:: EXERCISE OBJECTIVE ::
I need the number of lines in the data that contain the word "branch", and nothing beyond it.

(Saved data entries)
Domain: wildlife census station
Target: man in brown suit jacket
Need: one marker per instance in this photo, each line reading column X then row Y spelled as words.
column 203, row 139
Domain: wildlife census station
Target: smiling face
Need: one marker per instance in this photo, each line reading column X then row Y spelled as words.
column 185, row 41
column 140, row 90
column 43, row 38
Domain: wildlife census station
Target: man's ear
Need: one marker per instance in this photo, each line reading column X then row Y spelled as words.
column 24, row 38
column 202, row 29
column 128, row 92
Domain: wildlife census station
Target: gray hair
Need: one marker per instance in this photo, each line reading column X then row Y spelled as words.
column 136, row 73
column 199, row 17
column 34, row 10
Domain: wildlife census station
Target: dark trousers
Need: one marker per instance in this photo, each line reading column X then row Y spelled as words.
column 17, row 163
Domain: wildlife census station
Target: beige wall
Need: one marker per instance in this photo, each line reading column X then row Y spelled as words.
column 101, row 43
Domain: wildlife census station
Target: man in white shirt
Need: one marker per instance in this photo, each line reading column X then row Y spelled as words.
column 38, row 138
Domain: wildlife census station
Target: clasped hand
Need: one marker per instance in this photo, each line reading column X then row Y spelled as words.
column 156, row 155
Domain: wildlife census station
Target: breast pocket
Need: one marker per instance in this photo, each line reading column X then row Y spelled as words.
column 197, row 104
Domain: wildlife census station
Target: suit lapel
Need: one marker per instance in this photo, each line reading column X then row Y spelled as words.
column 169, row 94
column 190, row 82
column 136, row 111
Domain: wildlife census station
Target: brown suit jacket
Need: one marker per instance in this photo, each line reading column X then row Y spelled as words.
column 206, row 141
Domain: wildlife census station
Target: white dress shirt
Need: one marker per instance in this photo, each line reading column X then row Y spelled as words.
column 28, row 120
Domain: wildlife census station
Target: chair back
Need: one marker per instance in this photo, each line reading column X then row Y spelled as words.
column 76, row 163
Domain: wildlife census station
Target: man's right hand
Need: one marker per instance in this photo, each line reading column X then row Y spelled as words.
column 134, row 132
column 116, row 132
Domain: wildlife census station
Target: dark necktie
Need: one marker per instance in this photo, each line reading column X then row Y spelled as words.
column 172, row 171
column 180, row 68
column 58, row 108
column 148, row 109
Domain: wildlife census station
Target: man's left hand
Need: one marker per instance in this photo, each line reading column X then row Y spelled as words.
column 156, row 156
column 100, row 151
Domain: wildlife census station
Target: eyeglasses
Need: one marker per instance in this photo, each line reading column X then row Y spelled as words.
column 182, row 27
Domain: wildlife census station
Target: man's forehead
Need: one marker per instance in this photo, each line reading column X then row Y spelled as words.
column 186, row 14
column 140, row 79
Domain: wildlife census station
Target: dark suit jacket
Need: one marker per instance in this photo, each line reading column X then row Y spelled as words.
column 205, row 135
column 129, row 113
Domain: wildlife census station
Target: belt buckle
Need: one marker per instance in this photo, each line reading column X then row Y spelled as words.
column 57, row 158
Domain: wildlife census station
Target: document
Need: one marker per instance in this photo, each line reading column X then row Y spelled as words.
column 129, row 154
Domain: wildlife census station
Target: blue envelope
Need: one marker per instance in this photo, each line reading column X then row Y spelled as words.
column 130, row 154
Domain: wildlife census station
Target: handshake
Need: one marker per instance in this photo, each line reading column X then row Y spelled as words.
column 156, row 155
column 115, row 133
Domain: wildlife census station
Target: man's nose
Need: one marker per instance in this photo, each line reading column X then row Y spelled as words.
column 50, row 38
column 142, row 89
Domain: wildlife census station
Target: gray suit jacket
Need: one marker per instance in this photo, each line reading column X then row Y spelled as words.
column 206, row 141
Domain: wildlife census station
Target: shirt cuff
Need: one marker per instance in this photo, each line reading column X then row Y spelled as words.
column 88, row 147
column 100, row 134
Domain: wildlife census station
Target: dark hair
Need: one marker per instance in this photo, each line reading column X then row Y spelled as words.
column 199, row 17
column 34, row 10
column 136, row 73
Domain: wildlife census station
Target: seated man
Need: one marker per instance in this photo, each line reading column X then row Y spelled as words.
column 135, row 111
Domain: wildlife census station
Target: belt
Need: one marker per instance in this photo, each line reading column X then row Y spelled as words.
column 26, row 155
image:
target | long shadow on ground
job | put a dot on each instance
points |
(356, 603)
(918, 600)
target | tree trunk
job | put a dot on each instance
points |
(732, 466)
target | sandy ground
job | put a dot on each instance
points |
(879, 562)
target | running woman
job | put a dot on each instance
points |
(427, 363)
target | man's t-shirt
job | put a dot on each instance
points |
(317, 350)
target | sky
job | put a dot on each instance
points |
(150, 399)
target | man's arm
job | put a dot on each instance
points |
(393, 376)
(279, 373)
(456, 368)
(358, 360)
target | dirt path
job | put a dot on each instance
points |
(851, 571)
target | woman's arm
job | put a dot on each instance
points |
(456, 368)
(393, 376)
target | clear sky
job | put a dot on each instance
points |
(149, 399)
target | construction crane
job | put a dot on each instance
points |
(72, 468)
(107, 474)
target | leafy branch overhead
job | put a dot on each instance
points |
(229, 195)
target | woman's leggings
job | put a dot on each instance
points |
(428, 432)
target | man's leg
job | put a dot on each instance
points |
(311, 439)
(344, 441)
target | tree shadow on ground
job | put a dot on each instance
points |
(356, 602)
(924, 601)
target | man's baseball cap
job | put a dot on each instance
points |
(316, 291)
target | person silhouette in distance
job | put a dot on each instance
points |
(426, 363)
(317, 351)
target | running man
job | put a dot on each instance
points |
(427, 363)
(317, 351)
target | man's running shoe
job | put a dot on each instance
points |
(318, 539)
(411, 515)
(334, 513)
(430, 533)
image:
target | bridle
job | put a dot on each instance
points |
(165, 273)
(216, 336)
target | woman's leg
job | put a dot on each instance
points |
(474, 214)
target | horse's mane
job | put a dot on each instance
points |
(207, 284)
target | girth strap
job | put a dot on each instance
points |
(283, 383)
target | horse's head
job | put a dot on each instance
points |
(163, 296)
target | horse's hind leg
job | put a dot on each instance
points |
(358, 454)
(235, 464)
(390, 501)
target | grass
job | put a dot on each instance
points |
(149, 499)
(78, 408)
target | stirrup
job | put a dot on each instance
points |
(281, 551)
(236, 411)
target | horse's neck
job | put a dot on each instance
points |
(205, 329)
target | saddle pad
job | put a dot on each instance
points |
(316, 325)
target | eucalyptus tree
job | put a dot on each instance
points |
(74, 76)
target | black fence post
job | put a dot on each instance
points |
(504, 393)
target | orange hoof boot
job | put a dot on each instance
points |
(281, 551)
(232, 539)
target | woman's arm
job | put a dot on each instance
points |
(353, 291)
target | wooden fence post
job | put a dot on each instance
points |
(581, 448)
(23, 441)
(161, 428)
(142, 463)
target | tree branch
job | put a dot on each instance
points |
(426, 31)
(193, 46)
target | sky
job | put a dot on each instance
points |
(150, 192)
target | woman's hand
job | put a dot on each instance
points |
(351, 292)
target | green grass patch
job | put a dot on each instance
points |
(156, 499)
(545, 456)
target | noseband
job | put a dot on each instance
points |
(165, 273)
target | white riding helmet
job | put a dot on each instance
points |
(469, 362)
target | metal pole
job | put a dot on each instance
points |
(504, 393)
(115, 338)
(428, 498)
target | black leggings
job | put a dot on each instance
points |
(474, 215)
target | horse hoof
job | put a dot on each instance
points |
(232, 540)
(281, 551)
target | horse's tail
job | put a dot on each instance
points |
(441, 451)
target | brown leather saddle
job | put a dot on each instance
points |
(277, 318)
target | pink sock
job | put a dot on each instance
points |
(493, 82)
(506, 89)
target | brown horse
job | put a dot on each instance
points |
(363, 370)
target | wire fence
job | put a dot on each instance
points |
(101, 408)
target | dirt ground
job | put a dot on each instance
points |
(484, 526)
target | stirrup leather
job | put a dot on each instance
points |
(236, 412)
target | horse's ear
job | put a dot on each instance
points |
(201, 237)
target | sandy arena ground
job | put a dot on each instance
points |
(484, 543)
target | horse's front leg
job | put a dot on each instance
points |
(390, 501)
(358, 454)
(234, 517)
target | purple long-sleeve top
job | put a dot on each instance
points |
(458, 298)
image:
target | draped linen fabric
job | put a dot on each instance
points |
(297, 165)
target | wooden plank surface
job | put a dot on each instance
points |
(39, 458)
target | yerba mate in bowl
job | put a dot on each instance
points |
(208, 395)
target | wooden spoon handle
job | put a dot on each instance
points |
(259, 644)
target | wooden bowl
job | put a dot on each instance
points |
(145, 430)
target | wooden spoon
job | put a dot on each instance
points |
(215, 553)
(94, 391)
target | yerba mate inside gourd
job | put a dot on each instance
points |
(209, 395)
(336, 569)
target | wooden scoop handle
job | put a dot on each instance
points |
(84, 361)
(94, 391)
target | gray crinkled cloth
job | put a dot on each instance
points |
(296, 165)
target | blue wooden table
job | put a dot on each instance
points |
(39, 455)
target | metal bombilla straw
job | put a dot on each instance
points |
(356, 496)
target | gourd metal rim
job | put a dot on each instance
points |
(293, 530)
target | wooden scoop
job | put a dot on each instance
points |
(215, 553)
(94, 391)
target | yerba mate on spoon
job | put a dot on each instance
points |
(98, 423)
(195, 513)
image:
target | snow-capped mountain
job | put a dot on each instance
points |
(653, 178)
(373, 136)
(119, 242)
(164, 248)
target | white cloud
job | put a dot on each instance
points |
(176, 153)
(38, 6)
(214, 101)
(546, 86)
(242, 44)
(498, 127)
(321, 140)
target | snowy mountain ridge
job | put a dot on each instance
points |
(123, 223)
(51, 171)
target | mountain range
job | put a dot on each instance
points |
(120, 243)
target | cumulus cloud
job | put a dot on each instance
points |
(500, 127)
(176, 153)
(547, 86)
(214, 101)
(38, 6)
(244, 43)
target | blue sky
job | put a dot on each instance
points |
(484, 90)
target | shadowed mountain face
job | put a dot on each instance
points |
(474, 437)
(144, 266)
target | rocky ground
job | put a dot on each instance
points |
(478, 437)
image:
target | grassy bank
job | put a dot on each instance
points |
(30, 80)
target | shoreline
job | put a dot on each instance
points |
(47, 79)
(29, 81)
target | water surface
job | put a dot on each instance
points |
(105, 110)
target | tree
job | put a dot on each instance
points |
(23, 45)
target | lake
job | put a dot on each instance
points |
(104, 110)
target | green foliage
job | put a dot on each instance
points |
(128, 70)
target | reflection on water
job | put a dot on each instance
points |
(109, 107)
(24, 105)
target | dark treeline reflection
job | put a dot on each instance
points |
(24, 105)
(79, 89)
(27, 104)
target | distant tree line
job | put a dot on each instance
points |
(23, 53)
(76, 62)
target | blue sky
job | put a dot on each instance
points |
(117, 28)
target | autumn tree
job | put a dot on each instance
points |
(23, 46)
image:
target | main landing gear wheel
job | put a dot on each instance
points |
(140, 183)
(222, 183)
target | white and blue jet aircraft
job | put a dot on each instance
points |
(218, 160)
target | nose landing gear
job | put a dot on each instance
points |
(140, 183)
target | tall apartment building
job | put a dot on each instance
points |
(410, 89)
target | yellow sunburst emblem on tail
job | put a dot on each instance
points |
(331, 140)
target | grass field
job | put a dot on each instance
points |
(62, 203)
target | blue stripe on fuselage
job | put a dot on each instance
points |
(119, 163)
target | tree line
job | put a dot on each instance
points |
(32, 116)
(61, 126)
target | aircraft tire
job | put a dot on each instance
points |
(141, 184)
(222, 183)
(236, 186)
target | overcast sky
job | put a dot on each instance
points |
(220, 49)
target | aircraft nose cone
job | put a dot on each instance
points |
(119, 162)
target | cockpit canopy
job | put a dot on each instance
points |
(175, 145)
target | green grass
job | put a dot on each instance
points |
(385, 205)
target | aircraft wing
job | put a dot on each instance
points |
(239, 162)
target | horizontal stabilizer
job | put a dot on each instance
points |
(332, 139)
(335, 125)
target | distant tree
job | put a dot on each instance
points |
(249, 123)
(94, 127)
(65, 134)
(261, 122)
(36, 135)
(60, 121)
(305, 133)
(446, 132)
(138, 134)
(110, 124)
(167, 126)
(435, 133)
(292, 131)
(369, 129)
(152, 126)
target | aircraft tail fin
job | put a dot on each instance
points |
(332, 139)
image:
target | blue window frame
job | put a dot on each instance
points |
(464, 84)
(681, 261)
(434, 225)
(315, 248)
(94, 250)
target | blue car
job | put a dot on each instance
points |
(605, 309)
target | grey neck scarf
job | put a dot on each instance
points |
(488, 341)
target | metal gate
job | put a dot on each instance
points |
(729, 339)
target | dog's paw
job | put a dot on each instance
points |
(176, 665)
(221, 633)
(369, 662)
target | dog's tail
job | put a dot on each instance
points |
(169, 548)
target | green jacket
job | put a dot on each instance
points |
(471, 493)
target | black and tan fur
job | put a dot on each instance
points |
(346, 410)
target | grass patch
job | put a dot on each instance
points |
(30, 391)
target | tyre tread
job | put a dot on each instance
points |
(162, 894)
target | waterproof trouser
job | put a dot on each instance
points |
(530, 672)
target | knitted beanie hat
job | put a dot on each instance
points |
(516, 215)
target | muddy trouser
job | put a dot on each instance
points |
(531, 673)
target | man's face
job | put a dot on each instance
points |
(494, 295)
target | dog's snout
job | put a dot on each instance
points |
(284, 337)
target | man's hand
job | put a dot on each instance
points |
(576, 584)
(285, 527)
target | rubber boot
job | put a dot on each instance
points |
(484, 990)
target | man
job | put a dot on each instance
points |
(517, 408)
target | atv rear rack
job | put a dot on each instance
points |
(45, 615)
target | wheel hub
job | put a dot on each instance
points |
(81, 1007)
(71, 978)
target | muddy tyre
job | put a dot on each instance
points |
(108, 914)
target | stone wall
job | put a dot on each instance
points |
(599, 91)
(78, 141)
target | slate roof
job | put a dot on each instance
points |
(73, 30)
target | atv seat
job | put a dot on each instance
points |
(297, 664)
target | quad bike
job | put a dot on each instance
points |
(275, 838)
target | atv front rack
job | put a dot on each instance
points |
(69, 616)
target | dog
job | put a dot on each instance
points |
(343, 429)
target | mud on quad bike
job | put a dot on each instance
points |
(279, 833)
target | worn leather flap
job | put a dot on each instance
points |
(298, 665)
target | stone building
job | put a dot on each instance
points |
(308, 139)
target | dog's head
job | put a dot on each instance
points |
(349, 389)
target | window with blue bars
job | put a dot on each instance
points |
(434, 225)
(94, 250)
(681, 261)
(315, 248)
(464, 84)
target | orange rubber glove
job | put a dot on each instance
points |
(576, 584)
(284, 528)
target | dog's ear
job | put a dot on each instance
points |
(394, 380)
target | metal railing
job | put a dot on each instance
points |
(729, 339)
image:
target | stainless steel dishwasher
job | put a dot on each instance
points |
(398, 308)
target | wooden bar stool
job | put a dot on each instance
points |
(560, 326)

:: YOUR SOLUTION ::
2